REQUIREMENTS:
Reproduce every line of the material below without changing anything, but omit the pictures from your output.

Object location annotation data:
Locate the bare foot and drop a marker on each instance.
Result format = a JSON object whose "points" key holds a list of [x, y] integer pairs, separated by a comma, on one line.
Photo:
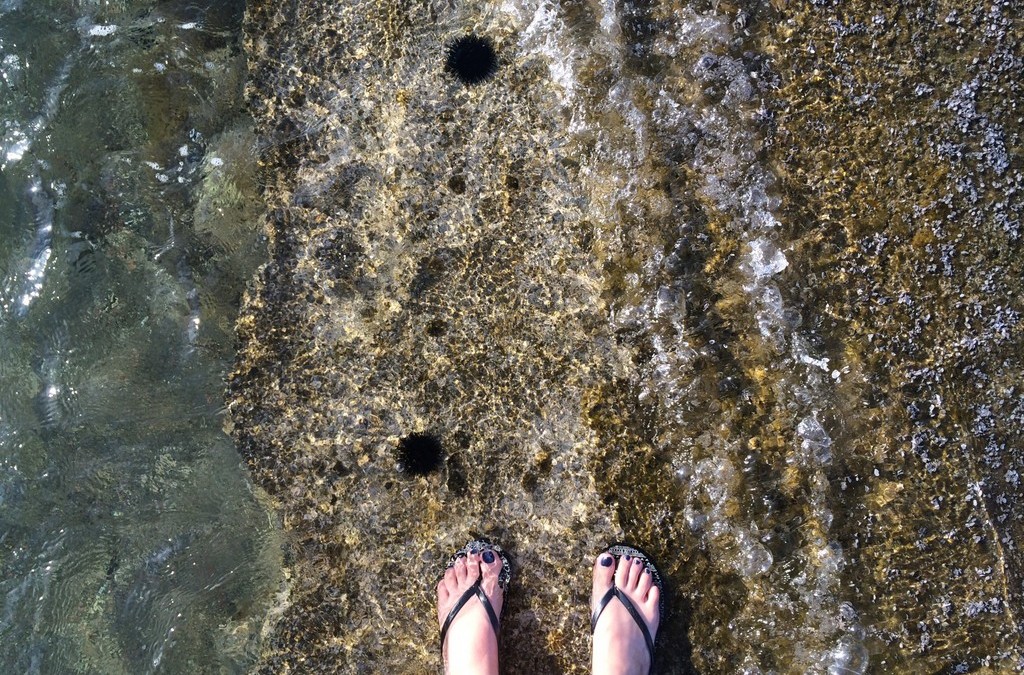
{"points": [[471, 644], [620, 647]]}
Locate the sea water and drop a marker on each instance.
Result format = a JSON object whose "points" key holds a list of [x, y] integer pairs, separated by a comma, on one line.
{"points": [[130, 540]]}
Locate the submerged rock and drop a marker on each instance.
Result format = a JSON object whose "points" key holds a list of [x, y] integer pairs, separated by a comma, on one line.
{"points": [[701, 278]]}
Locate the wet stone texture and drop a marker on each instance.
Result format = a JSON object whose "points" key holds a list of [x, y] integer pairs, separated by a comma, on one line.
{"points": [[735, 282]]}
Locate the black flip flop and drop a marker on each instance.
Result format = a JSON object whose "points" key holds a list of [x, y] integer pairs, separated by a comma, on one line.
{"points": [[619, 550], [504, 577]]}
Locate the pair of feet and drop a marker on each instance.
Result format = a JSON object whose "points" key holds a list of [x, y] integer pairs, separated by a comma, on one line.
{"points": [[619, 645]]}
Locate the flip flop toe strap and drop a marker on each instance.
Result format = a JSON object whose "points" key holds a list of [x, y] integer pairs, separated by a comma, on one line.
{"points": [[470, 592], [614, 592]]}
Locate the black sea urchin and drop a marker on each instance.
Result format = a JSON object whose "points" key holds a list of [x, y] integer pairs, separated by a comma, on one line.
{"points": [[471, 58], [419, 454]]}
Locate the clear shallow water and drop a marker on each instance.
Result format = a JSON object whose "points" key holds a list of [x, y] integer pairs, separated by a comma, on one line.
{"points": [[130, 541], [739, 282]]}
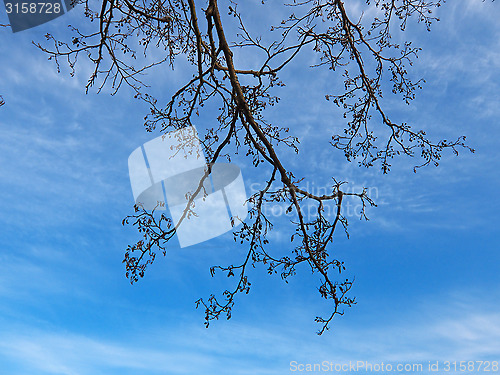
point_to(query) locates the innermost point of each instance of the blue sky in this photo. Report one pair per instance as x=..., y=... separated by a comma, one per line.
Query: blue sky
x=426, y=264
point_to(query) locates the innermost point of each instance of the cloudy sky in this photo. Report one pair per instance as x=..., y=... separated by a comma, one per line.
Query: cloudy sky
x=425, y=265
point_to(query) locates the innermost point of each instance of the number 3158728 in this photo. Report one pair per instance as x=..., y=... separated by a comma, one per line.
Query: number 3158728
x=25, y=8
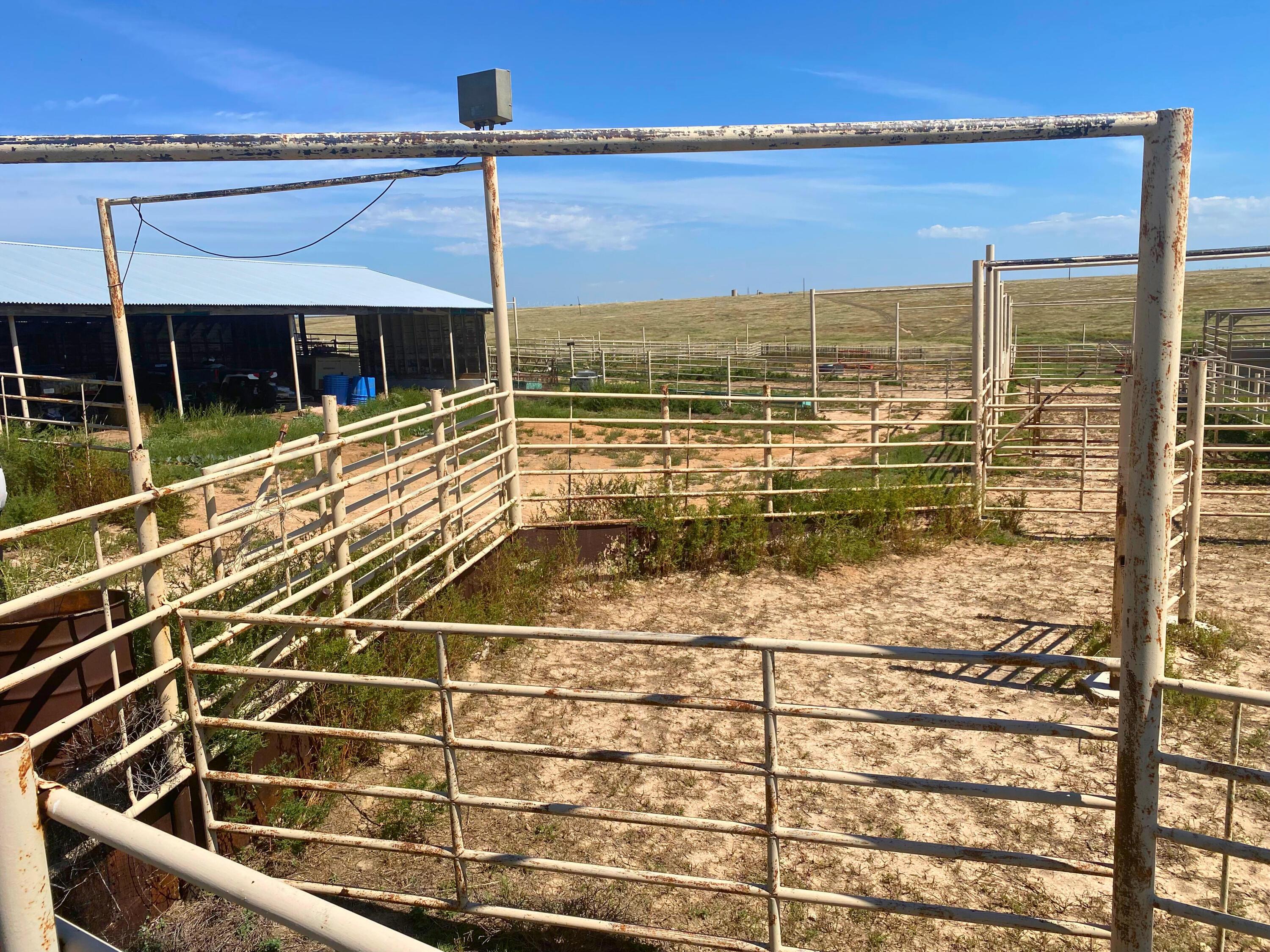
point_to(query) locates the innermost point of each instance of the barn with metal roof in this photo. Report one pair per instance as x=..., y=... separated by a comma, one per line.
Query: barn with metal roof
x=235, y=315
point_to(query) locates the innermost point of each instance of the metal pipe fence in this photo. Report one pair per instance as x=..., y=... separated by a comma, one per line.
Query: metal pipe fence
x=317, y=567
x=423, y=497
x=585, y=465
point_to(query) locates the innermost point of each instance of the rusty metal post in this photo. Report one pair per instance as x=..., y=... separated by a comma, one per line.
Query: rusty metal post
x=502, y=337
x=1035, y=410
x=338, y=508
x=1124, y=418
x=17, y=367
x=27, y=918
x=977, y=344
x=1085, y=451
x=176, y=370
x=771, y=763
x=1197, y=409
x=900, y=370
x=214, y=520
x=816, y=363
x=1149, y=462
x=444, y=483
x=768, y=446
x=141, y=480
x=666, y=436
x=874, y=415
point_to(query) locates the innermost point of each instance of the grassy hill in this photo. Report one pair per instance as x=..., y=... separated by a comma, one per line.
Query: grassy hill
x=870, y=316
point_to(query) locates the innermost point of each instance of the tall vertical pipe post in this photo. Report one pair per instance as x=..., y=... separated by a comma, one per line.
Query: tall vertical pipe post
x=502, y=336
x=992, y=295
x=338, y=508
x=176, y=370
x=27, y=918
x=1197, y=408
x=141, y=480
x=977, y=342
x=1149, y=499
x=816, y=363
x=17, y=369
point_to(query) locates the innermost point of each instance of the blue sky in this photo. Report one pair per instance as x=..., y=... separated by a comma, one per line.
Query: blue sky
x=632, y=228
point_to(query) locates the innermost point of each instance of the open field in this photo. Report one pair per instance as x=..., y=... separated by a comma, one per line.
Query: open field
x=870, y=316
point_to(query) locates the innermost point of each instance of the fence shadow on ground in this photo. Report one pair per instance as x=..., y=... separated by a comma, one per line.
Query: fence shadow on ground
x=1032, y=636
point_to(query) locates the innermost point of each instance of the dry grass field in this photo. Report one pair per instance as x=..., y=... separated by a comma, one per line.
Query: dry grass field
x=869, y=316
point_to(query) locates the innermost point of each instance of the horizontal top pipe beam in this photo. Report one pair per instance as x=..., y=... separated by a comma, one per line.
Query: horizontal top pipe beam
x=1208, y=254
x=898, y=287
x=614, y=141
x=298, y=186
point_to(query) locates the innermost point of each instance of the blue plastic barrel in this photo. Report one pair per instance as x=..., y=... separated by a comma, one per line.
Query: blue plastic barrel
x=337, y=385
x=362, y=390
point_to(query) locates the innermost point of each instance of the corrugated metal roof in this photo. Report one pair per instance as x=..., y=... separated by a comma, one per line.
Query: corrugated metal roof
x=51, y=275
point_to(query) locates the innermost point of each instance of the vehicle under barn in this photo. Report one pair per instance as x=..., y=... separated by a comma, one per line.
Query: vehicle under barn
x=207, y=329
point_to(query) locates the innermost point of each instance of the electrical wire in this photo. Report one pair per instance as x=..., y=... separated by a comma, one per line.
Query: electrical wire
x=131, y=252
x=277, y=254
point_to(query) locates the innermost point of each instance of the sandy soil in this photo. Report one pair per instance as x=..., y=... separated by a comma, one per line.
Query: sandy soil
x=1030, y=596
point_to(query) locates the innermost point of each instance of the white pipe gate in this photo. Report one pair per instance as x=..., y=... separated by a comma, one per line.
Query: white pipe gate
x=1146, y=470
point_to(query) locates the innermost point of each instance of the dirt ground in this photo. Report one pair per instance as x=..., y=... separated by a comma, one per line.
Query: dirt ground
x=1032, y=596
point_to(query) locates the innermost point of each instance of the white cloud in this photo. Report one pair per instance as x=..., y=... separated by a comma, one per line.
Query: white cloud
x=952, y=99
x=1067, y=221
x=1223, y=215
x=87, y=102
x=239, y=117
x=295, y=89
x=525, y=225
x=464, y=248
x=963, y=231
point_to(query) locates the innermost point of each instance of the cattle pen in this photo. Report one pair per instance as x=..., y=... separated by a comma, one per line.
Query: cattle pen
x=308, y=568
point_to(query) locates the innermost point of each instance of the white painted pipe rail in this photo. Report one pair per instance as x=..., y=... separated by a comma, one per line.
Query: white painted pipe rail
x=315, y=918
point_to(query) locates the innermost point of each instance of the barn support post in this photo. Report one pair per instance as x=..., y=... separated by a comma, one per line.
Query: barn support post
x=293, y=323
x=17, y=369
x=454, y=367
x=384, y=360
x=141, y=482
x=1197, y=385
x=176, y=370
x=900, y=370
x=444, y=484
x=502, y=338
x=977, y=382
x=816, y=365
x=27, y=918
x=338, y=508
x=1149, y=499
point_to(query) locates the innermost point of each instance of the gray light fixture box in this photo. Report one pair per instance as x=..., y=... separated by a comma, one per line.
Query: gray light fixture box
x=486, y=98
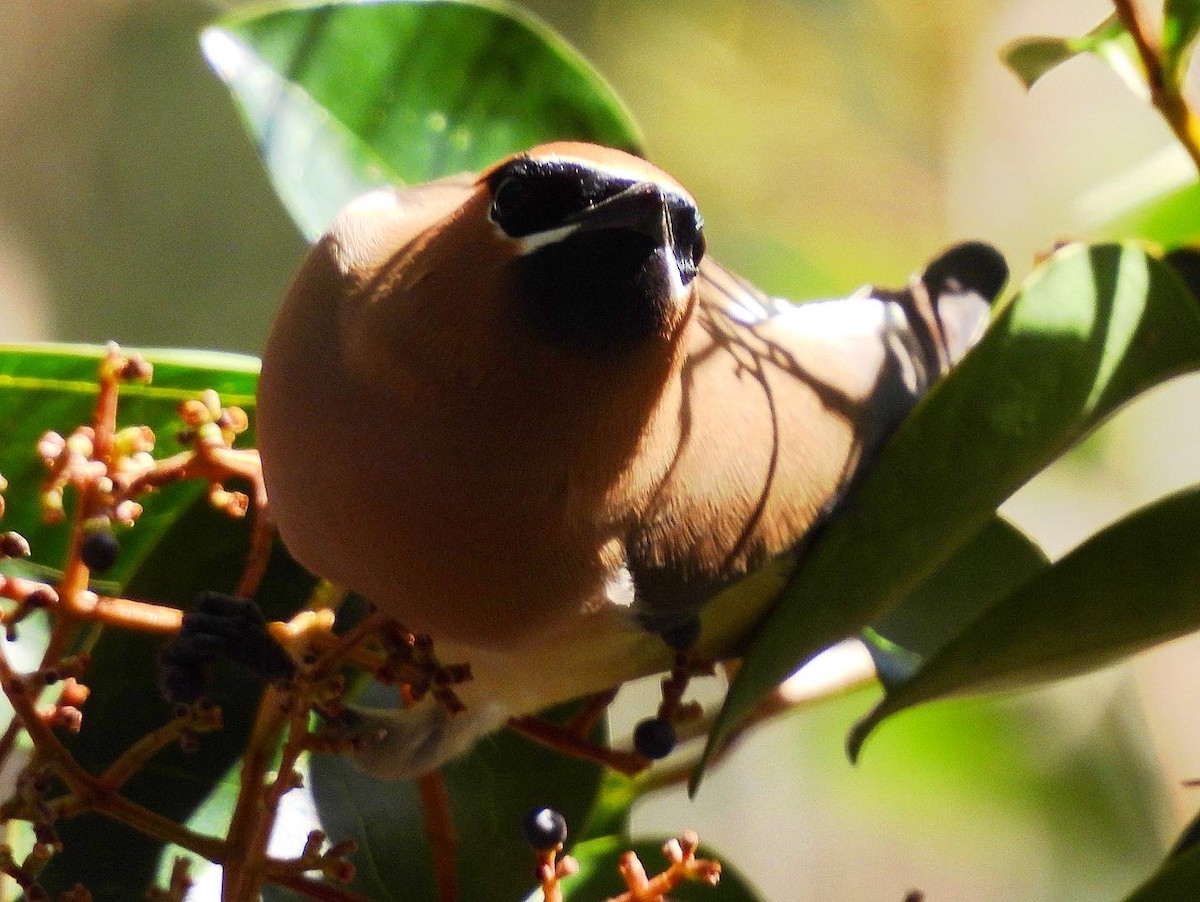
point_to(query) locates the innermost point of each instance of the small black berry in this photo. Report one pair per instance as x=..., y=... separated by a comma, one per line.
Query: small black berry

OUTPUT OF THE EXERCISE:
Locate the bare foot and drop a marker on each instance.
Result format = a JSON object whose "points" key holds a list of [x, y] integer pairs, separated by a comma, on one line.
Photo:
{"points": [[471, 644], [620, 647]]}
Locate the sea water and drop a marker on each instance.
Result format = a JSON object whose "points" key holds a list of [x, y] integer pairs, separated by a comma, on one line.
{"points": [[130, 540]]}
Locate the submerged rock and drop a marker on each instance.
Result format = a JSON object whose "points" key holds a list of [x, y] integer pairs, separated by a comma, on one line.
{"points": [[701, 278]]}
Locate the wet stone texture and drop a marker on each instance.
Result format = a JSON object whose "points" key holds a list of [x, y] integer pairs, separated by a comma, on one line.
{"points": [[735, 282]]}
Locate the black flip flop and drop a marker on each instance.
Result format = a JSON object whose "points" key holds a list of [x, y] integer pairs, separated by a comma, on one line.
{"points": [[619, 550], [504, 577]]}
Locate the pair of feet and drop a marker on each instance.
Result format = a JSON object whose "points" key holds a list of [x, y] integer pairs, separated by a comma, on one line.
{"points": [[619, 645]]}
Locate the flip flop toe strap and drop a marker on each instance.
Result format = a JSON object whose "points" key holds a list of [x, y] integer pairs, separated by a comma, on one line.
{"points": [[470, 592], [614, 592]]}
Locate the black sea urchin and drop a marker on each instance.
Result format = a JSON object whose "points" key holds a list of [x, y] integer pairs, separated by a comma, on one line.
{"points": [[471, 58], [419, 454]]}
Locate the clear shallow water and drop a marker on each instance.
Result format = a JSON object whose "points" key holds a list of [x, y] integer pairs, separated by a comma, on one line.
{"points": [[130, 541], [739, 282]]}
point_to(query) locates the innermost point of each instance of the blue sky in this photo. Report one pair per instance as x=..., y=... separated by a comma, one per line.
Query: blue sky
x=426, y=264
point_to(query) locates the innermost point of each instance of the cloudy sky in this photo. Report one pair per instance as x=..., y=... separated by a comma, one per line.
Query: cloudy sky
x=425, y=265
point_to(query) locates the innermost point of each instance of the number 3158728 in this photo. Report one pair per instance as x=..., y=... separated by a comma, one per line.
Query: number 3158728
x=25, y=8
point_to(query) locates the innermost point of each instance of the barn with metal roof in this photo. Report one pair per instance as x=..., y=... separated by a comma, one per line.
Query: barn with metal roof
x=235, y=315
point_to(query) locates the innermost point of each instance of the metal pipe fence in this photo. Report one pair per instance as x=..., y=... separated by a comma, one per line.
Query: metal pipe fence
x=317, y=567
x=423, y=497
x=585, y=465
point_to(query) locates the innermost point of each instance of the rusty metal post in this photo. Report one pair per instance as x=..., y=... separated by a comma, one per line.
Query: rusty metal post
x=502, y=337
x=1035, y=410
x=338, y=508
x=1124, y=418
x=17, y=367
x=27, y=918
x=977, y=344
x=1085, y=451
x=176, y=370
x=771, y=763
x=1197, y=409
x=900, y=370
x=214, y=520
x=816, y=363
x=1149, y=462
x=444, y=483
x=768, y=446
x=141, y=480
x=666, y=436
x=874, y=415
point_to(query) locates the innermost point of each instance of the grassy hill in this photo. Report one pair per instance as x=..., y=... separated by a comma, one per line.
Query: grassy hill
x=870, y=316
point_to(query) locates the innermost point of each instance of the tall vertical pipe post in this photo. Report one pair per instance as x=..., y=... separated by a comma, one per line.
Query: tall vertical pipe post
x=502, y=336
x=992, y=295
x=338, y=508
x=176, y=370
x=27, y=918
x=1197, y=408
x=141, y=480
x=977, y=342
x=1149, y=499
x=816, y=363
x=17, y=369
point_to(query) locates the innermost point of each instance of the blue sky in this photo. Report one pair per instance as x=..., y=... separated by a comma, one per line.
Query: blue sky
x=632, y=228
point_to(query) locates the innermost point of each instance of the open field in this photo. Report one pair per instance as x=..., y=... separated by a comma, one per line.
Query: open field
x=870, y=316
point_to(query) locates the innermost point of each instance of the fence shadow on ground in this photo. Report one pair per instance as x=..., y=... separated by a comma, one per line.
Query: fence shadow on ground
x=1032, y=636
point_to(query) locates the innermost point of each instance of the dry grass field in this photo. Report one pair per instance as x=..., y=... separated by a comma, one per line.
Query: dry grass field
x=869, y=316
point_to(query) locates the innermost point of each instance of the horizontal top pipe beam in this photo. Report one pair per instance as x=..., y=... separated by a comma, one per line.
Query: horizontal top pipe beam
x=1208, y=254
x=898, y=287
x=614, y=141
x=298, y=186
point_to(query) locates the innermost point of each instance of the blue plastic barrel in this photo. Report one pair per instance as x=..., y=... separated by a comma, one per line.
Query: blue plastic barrel
x=337, y=385
x=362, y=390
point_to(query) locates the innermost point of each instance of the corrugated metal roof in this photo. Report one pair per instance as x=..., y=... separated by a comma, one per line.
Query: corrugated metal roof
x=51, y=275
point_to(query) locates the innermost point of each instance of the vehicle under barn in this photo. Report one pair per instance as x=..., y=... separated by a comma, one per line.
Query: vehicle under barn
x=207, y=329
point_to(query) locates the innermost point of each instance of the electrical wire in this photo. Report one pair per instance as x=..., y=... separated by a comma, one per line.
Query: electrical wire
x=131, y=252
x=277, y=254
point_to(query) locates the innermost point of each instance of the sandy soil in this photo. Report one pair per instance as x=..., y=... separated by a comma, one per line.
Query: sandy soil
x=1030, y=596
point_to(query) locates the innermost point of each instance of the white pipe gate in this photo. Report one pair per instance as x=..., y=... separated by a comma, one per line.
Query: white pipe gate
x=1146, y=470
point_to(query) locates the innermost point of each instance of the dirt ground in this photo. Report one pair per instance as x=..., y=... separated by a comma, one per line.
Query: dirt ground
x=1032, y=596
point_to(query) locates the innermost point of each instance of the white cloud in this photo. Report one pair per instance as x=..., y=... separated by a comma, one per line.
Query: white cloud
x=952, y=99
x=1067, y=221
x=1223, y=215
x=87, y=102
x=239, y=117
x=295, y=89
x=525, y=225
x=464, y=248
x=963, y=231
point_to(query) locates the innermost point of each instance of the cattle pen in this photo. Report one pair per instance as x=..., y=... separated by a comma, one per line.
Query: cattle pen
x=308, y=568
point_to(query) locates the innermost point of each instance of the white painted pipe rail in this photo. Report one pair per instance as x=..., y=... separated by a comma, one per line.
Query: white painted pipe rail
x=315, y=918
point_to(query) locates the innermost point of each instance of the barn support post in this photo. Report one pair per instance as x=..., y=... separated by a comma, one per line.
Query: barn support post
x=293, y=323
x=17, y=369
x=454, y=367
x=384, y=360
x=141, y=482
x=1197, y=385
x=176, y=370
x=900, y=370
x=444, y=484
x=502, y=338
x=977, y=382
x=816, y=365
x=27, y=918
x=338, y=508
x=1149, y=499
point_to(query) locates the innermost point of each instance of the gray light fixture box in this photo. Report one pair per instance as x=..., y=... separated by a comma, one per line.
Query: gray light fixture box
x=486, y=98
point_to(query) locates the innermost point of each instance of the small black berry in this photo. Report one pair per instance as x=..., y=... separated by a comma, one per line.
Query: small black berry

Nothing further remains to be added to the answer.